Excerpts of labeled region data
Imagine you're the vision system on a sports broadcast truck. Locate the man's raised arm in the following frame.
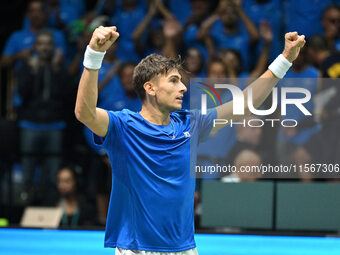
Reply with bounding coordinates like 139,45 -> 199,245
212,32 -> 306,132
74,26 -> 119,137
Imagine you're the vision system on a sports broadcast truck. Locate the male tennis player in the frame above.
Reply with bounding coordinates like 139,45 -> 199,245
75,24 -> 305,255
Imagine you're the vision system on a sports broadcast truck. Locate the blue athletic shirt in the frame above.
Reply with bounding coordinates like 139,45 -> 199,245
94,109 -> 217,252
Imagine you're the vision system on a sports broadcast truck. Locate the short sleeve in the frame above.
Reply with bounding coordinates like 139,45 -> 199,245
93,111 -> 123,149
190,108 -> 217,142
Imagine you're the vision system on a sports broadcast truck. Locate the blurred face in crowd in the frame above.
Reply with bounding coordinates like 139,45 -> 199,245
119,65 -> 135,93
322,8 -> 340,37
185,48 -> 203,75
27,1 -> 46,29
208,61 -> 227,79
57,168 -> 76,196
237,116 -> 262,146
220,50 -> 242,74
35,34 -> 54,60
191,0 -> 209,17
122,0 -> 137,11
219,4 -> 238,27
148,29 -> 165,50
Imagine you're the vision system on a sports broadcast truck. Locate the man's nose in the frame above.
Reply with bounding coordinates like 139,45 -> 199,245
181,82 -> 188,93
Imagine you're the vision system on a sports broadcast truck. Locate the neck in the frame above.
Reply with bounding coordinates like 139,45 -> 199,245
140,102 -> 170,125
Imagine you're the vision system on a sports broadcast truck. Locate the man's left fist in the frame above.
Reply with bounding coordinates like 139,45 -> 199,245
282,32 -> 306,62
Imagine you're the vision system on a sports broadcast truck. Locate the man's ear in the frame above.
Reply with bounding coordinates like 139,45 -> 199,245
143,81 -> 156,96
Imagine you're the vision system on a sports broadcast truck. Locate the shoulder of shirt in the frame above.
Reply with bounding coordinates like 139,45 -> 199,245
170,109 -> 190,118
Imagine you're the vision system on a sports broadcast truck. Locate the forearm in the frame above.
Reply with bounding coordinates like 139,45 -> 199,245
75,68 -> 98,123
250,42 -> 271,78
238,10 -> 259,42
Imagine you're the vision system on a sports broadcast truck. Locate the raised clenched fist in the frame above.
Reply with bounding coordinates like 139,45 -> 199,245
282,32 -> 306,62
89,26 -> 119,52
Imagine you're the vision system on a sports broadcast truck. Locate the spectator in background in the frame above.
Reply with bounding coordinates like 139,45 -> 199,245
284,0 -> 338,39
46,0 -> 85,29
1,0 -> 67,67
132,0 -> 182,57
242,0 -> 283,62
322,5 -> 340,51
219,21 -> 273,78
18,30 -> 73,204
221,149 -> 262,182
110,0 -> 146,62
307,35 -> 340,77
184,47 -> 206,78
45,166 -> 95,227
167,0 -> 191,25
198,0 -> 259,70
183,0 -> 211,62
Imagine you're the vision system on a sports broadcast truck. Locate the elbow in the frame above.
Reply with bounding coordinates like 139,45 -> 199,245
74,106 -> 95,125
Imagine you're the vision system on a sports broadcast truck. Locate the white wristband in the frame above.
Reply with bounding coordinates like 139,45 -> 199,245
83,45 -> 106,70
268,54 -> 292,79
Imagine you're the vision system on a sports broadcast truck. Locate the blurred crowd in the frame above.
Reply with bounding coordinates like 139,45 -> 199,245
0,0 -> 340,226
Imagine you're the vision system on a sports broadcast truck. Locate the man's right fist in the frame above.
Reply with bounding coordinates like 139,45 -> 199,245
89,26 -> 119,52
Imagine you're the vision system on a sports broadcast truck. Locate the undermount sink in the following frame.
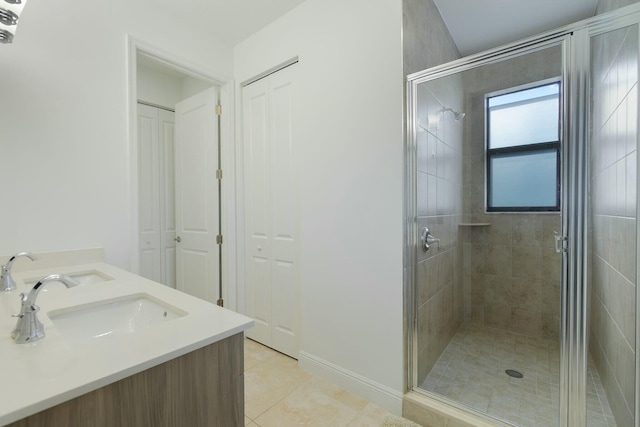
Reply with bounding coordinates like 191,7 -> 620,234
47,293 -> 187,341
24,270 -> 113,292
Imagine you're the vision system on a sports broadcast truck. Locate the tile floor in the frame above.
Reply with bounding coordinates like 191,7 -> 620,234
421,324 -> 616,427
244,339 -> 418,427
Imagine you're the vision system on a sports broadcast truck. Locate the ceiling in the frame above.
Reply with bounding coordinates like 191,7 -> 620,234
434,0 -> 598,56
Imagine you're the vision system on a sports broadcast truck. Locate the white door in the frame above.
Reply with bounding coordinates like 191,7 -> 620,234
243,65 -> 299,358
175,88 -> 219,302
138,104 -> 175,287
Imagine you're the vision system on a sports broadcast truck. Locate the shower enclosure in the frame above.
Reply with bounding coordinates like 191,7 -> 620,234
405,6 -> 640,427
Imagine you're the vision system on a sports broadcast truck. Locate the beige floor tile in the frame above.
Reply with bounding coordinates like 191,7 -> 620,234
295,377 -> 369,412
244,338 -> 280,362
244,353 -> 311,418
244,352 -> 260,372
256,380 -> 359,427
349,402 -> 391,427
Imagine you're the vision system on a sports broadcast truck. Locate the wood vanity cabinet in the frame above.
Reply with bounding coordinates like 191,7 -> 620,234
9,333 -> 245,427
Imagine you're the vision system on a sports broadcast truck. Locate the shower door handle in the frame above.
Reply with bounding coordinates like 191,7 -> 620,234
420,227 -> 440,252
553,231 -> 568,254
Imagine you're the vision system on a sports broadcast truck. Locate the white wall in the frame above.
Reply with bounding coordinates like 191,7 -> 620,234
0,0 -> 233,268
234,0 -> 403,412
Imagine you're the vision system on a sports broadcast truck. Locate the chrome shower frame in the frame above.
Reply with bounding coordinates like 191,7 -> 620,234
404,4 -> 640,427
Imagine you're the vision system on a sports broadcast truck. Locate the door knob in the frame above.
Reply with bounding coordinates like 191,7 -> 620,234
420,227 -> 440,252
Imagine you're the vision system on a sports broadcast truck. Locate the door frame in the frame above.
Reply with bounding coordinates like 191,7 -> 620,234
127,35 -> 237,310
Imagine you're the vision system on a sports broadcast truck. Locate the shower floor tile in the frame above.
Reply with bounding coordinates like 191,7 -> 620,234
420,324 -> 616,427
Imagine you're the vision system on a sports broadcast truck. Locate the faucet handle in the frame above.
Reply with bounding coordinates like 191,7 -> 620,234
0,252 -> 40,291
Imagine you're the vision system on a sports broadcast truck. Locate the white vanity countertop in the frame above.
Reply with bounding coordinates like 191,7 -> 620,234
0,263 -> 253,426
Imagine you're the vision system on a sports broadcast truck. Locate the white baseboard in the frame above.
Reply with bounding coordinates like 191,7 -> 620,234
298,351 -> 402,415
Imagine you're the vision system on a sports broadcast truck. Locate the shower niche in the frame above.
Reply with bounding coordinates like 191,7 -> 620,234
405,7 -> 640,427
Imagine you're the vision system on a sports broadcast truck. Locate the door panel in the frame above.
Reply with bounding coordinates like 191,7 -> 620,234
175,88 -> 219,302
243,66 -> 299,357
159,110 -> 176,288
138,105 -> 162,282
587,25 -> 640,427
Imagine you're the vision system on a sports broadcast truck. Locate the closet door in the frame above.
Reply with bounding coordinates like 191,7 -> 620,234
243,65 -> 299,358
175,87 -> 220,303
138,104 -> 175,287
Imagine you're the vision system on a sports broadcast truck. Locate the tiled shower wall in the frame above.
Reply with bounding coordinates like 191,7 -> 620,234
461,47 -> 562,338
589,27 -> 638,427
416,76 -> 464,383
402,0 -> 462,384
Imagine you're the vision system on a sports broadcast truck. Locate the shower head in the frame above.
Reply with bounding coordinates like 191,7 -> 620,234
444,108 -> 465,122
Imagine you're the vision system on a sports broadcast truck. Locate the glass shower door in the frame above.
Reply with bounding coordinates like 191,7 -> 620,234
586,24 -> 639,427
414,39 -> 565,427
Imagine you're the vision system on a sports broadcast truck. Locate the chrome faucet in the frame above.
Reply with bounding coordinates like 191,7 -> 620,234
0,252 -> 39,291
11,274 -> 80,344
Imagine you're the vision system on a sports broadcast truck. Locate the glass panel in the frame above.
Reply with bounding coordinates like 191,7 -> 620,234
587,25 -> 639,427
488,149 -> 558,208
487,83 -> 560,148
412,41 -> 562,427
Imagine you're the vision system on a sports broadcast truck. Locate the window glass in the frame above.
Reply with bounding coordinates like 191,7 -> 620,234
486,82 -> 560,212
488,83 -> 560,148
489,149 -> 557,208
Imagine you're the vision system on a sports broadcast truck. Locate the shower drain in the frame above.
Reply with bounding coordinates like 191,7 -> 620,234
505,369 -> 524,378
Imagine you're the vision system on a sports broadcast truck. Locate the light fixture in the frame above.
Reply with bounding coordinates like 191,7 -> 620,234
0,0 -> 27,44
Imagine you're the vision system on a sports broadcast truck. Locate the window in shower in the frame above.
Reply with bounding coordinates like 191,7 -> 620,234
485,80 -> 560,212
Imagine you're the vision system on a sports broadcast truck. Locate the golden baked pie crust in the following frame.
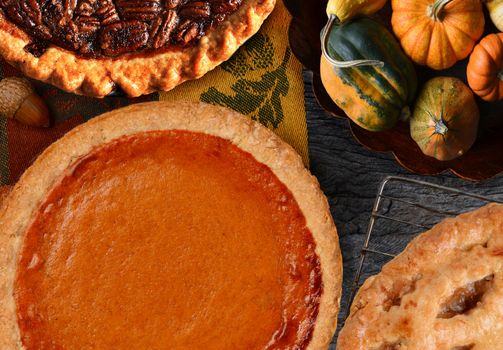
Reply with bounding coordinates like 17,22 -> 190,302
0,102 -> 342,349
337,204 -> 503,350
0,0 -> 276,97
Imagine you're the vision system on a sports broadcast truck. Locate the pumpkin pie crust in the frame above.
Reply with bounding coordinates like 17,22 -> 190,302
0,0 -> 276,97
0,102 -> 342,349
337,204 -> 503,350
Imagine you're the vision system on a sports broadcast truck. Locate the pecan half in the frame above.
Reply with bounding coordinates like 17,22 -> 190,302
101,20 -> 148,56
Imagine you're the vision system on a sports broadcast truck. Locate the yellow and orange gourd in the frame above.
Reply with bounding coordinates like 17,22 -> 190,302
466,33 -> 503,102
410,77 -> 479,161
391,0 -> 485,70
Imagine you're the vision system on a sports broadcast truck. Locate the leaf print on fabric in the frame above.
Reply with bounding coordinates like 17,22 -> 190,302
221,33 -> 274,78
201,35 -> 291,129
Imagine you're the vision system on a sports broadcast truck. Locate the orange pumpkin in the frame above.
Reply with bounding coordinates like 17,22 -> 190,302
466,33 -> 503,101
391,0 -> 485,70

» Brief: Reproduce the lines from the one containing "door frame in the frame above." through the one containing "420,324 -> 616,427", both ends included, without any changes.

» Output of the exercise:
Imagine you're the vision system on a sports broadcast truck. Locate the door frame in the frame above.
Reply with bounding coordinates like 191,7 -> 620,234
127,35 -> 237,310
Imagine you're the vision system on a sports broadcast truck. Locate the shower floor tile in the frame above.
Reply with bounding coordinates like 191,7 -> 620,234
420,324 -> 616,427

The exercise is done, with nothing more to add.